## WRITTEN INSTRUCTION A
Starting with the line in the records that contains "In this photo, where can the patterned" and going on through the last line of the records, write those lines out again, requests included, adding -127 to every coordinate in the answers.

## PROVIDED TEXT
# # # #

School Board members blame the efforts to fund the deal, which would have removed the majority of trailer classrooms, on the Board of County Supervisors.

“It’ just seems like there is no desire on the part of the Board of Supervisors to take action on this,” said Woodbridge District School Board member Loree Williams, who also sits on the Joint Schools Working Committee that has been discussing this issue.

This comes as the Board of County Supervisors is set to cancel its annual joint meeting with the School Board scheduled for November 26.

Also on the Joint Schools committee is Occoquan District Supervisor Ruth Anderson, who called the $174 million trailer reduction plan “premature.”

“We’re a growing jurisdiction and we can’t eliminate all trailers, but we can reduce the number that we use,” she said.

  • The funding agreement failed to gain traction with either board, added Anderson.

Elected members of the Boards have been holding joint committee meetings on the plan for more than a year.

# # # #

## SUPPLIED MATERIAL
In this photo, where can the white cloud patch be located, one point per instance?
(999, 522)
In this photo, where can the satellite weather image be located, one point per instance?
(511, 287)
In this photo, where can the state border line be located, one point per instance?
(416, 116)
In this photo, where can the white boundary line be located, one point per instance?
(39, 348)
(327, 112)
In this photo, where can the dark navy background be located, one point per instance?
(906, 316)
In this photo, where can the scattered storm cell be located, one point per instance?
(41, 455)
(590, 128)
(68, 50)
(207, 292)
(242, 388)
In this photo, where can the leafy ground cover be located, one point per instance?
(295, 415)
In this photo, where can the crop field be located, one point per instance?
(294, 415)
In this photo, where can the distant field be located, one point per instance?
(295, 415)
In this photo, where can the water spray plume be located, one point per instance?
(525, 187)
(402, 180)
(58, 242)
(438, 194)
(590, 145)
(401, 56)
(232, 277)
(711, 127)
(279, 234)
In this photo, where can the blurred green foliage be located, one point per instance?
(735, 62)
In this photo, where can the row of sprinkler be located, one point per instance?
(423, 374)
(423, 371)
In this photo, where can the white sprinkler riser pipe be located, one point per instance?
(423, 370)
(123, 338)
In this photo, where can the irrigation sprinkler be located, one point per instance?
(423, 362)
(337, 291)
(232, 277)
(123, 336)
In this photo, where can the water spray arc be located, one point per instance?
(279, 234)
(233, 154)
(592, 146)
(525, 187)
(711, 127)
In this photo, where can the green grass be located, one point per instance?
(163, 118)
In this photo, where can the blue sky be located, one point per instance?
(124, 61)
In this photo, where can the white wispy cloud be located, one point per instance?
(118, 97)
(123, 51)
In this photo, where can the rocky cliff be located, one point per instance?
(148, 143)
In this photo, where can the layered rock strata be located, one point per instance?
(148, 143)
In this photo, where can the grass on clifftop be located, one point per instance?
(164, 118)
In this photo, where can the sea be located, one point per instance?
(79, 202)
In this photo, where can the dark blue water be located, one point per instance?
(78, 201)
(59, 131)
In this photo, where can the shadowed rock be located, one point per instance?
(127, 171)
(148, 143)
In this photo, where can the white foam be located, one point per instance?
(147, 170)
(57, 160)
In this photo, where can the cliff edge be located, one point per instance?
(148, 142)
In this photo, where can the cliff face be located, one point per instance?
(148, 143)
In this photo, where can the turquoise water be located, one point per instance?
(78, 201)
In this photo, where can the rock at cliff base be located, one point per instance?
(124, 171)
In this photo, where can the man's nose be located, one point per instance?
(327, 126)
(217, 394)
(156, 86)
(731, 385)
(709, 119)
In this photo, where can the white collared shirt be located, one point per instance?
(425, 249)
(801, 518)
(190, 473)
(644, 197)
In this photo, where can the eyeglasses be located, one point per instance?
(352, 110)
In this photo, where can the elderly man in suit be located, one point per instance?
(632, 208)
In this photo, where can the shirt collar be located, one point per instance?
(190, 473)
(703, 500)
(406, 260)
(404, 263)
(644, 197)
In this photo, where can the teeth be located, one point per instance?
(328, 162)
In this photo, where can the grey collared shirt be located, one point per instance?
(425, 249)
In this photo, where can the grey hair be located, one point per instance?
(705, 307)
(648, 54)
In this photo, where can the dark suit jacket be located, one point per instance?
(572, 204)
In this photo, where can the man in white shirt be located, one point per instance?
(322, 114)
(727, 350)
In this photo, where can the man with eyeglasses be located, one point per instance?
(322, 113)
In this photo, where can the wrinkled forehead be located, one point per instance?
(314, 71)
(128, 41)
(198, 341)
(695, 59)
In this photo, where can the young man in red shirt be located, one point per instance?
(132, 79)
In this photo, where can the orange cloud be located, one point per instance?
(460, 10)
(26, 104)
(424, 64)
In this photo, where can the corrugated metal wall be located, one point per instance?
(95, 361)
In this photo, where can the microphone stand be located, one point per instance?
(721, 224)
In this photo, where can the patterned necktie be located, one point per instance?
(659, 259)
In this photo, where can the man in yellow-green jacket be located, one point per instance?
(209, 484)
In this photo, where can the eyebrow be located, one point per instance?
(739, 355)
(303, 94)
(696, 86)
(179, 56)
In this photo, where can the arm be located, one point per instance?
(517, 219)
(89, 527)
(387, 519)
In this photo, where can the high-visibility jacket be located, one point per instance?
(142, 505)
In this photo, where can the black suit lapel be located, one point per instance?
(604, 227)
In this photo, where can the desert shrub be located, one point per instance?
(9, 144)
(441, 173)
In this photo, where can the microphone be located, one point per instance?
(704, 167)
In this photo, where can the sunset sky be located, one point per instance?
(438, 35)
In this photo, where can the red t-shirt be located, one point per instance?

# # # #

## WRITTEN INSTRUCTION B
Write the next part of the news text about the trailer classroom funding dispute, picking up after its final sentence.

## WRITTEN REPLY A
In this photo, where can the patterned necktie be located, one point per instance?
(532, 132)
In this photo, where can the man in yellow-green jacket be located, one point per instance?
(82, 357)
In this photo, where can the eyebrow be located, one point per instance?
(612, 228)
(176, -33)
(569, -41)
(52, -71)
In this photo, where can the arm be located, one point per instance?
(390, 92)
(-38, 400)
(260, 392)
In this photo, where can the high-visibility jacket be located, one point per instance?
(15, 378)
In this photo, where can the black suit lapel be located, one point per instance?
(477, 100)
In this photo, where can the desert shrub be located, one point per instance?
(-118, 17)
(314, 46)
In this photo, where can the microphone be located, one point per instance?
(577, 40)
In this photo, where can the sunset sky be located, one point per instance?
(311, -92)
In this photo, where can the red t-shirt be located, one point per instance?

## WRITTEN REPLY B
  • The money would have been used to reduce or eliminate some 200 classroom trailers, replacing them with newly built additions to school buildings.
  • It was last discussed in earnest a year ago at a joint meeting of both boards at the county schools’ Kelly Leadership Center headquarters.

Funding for a trailer reduction plan was not included in either of two bond questions that county voters will see on their November 5 ballot.

  • Instead, voters will have the option to approve two bonds — up to $355 million for transportation, and up to $41 million for parks and recreation.
  • If the bonds pass, as most have in recent years, the county most likely will raise taxes to pay back the debt.
  • In doing so, the school division would see an increase in funding as part of a revenue-sharing agreement, where 57% of the entire county budget is automatically given to the School Board to fund school operations.

“If these bonds pass, we’re going to have to raise close to $1 billion to pay back the debt, and for every dollar we raise, the schools get 57%, so they’re going to get their $174 million to fund this,” said Prince William Board of County Supervisors Chairman At-large Corey Stewart.

Stewart also said the school division could eliminate overcrowding by redistricting school zones.

  • This option is always unpopular, he said, as many parents want their children to go to specific schools whether their overcrowded or not.